Aim 1: Please list the column names given for the original table in the MySQL forum thread.
Aim 2: Carry the MySQL forum thread forward from its final line.

Document extract:

※ ※ ※

MySQL Select multiple columns group by sorted columns values - mysql

I have this table columns structure:
id - n1 - n2 - n3
And here it is with some dummy data:
id - n1 - n2 - n3
1 - 3 - 2 - 1
2 - 6 - 5 - 7
3 - 2 - 3 - 1
4 - 1 - 6 - 5
5 - 5 - 6 - 7
6 - 3 - 5 - 6
And the idea is to Select and count each unique distinct group of n1, n2 and n3 in sequence.
So, for example, we could get this result:
total - n1s - n2s - n3s
2 - 1 - 2 - 3
2 - 5 - 6 - 7
1 - 1 - 5 - 6
1 - 3 - 5 - 6
Can you help me set the state to achieve that??
I am trying to attempt that without multiple selects and PHP array sorting...
Thanks.

Consider the following - a normalised dataset...
DROP TABLE IF EXISTS my_table;
CREATE TABLE my_table
(id INT NOT NULL
,n INT NOT NULL
,val INT NOT NULL
,PRIMARY KEY(id,n)
);
INSERT INTO my_table VALUES
(1, 1, 3),
(1, 2, 2),
(1, 3, 1),
(2, 1, 6),
(2, 2, 5),
(2, 3, 7),
(3, 1, 2),
(3, 2, 3),
(3, 3, 1),
(4, 1, 1),
(4, 2, 6),
(4, 3, 5),
(5, 1, 5),
(5, 2, 6),
(5, 3, 7),
(6, 1, 3),
(6, 2, 5),
(6, 3, 6);
Here's a quick (to write) and dirty solution. Faster / more elegant solutions are available...

※ ※ ※

Supplied records:

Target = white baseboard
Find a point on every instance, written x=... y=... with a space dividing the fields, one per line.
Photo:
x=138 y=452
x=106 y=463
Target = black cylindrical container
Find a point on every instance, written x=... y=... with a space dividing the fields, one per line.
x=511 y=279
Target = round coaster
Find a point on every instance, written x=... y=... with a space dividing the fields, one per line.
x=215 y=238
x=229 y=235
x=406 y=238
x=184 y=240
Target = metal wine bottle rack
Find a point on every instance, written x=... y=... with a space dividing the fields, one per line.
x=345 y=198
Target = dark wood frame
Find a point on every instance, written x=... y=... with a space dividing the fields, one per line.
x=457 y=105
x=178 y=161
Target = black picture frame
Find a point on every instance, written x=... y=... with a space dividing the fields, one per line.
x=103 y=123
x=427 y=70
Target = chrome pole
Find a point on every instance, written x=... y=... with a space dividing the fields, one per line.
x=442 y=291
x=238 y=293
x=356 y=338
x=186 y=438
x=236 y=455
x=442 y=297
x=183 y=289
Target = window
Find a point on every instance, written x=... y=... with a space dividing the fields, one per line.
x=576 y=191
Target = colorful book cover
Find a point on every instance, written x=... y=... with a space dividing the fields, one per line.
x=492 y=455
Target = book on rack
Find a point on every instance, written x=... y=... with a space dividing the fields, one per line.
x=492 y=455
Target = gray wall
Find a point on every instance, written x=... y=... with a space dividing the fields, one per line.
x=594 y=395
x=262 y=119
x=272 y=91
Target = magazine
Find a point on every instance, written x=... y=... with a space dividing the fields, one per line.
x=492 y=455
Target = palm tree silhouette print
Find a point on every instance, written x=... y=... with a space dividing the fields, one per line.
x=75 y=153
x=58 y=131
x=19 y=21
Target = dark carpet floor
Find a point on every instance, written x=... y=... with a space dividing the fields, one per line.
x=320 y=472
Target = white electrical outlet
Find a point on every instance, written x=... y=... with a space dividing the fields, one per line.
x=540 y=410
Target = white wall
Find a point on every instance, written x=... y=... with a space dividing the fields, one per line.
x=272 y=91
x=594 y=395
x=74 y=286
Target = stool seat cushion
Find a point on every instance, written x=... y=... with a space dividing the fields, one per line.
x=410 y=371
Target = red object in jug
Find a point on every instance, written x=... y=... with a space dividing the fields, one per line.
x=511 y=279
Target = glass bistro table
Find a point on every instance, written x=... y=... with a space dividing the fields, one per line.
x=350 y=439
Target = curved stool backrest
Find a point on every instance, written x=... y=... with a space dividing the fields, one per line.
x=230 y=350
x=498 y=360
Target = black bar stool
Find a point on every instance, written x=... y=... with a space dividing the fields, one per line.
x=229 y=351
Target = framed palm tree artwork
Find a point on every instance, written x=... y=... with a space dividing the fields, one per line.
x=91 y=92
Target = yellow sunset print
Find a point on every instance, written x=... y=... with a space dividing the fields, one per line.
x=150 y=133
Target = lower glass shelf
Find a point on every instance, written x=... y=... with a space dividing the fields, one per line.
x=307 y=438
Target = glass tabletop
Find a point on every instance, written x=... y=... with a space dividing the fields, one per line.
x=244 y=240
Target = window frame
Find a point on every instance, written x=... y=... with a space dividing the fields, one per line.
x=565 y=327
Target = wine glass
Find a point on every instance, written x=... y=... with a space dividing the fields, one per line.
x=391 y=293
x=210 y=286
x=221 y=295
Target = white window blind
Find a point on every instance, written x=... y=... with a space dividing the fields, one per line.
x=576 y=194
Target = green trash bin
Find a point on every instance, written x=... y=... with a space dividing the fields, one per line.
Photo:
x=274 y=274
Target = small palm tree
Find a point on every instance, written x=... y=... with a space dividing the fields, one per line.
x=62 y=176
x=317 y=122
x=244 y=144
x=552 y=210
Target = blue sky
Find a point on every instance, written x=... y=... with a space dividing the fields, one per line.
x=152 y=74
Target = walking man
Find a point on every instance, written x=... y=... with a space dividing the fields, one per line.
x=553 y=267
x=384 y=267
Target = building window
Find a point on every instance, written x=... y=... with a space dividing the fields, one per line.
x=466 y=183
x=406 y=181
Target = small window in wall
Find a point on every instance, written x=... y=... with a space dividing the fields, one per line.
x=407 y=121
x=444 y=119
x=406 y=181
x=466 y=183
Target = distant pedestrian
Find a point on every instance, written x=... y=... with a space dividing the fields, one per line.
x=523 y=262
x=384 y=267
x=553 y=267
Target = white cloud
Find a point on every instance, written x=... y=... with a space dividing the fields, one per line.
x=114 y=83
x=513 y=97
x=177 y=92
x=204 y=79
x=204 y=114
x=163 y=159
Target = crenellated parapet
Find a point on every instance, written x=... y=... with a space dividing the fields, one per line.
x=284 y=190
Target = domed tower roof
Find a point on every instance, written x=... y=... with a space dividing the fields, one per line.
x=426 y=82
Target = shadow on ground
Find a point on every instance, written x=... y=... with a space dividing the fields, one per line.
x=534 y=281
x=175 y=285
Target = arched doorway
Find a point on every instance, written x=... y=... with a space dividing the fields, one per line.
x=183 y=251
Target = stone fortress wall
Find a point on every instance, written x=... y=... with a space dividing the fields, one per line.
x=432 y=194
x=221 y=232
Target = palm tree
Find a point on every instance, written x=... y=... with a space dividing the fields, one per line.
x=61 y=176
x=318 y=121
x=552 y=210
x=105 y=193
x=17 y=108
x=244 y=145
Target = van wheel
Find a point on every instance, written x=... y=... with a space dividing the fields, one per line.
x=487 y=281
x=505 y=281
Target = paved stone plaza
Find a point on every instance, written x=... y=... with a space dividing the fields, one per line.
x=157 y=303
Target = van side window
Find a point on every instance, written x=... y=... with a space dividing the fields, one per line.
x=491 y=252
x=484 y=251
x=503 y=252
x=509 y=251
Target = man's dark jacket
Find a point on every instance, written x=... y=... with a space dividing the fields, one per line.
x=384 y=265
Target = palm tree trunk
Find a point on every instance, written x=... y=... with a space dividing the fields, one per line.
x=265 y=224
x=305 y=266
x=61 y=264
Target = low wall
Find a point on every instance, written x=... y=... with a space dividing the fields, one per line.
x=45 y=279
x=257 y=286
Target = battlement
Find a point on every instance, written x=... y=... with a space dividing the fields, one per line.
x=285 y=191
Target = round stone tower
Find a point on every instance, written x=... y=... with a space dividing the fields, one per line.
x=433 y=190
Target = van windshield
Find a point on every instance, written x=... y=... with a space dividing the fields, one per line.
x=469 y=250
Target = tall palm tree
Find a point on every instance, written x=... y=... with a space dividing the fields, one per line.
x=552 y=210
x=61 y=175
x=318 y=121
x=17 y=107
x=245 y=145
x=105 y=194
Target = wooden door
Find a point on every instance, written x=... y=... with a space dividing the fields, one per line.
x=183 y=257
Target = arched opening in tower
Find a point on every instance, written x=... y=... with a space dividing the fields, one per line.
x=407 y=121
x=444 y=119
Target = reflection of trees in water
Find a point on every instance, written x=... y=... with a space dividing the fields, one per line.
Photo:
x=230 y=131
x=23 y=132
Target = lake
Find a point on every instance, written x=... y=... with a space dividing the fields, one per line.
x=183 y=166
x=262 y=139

※ ※ ※

Written reply 1: id, n1, n2, n3

Written reply 2:
SELECT vals
, COUNT(*) total
FROM
( SELECT id
, GROUP_CONCAT(val ORDER BY val) vals
FROM my_table
GROUP
BY id
) x
GROUP
BY vals;
+-------+-------+
| vals | total |
+-------+-------+
| 1,2,3 | 2 |
| 1,5,6 | 1 |
| 3,5,6 | 1 |
| 5,6,7 | 2 |
+-------+-------+

We just need expressions to "sort" the values in columns n1, n2 and n3. If we have that, then we can do a simple GROUP BY and COUNT.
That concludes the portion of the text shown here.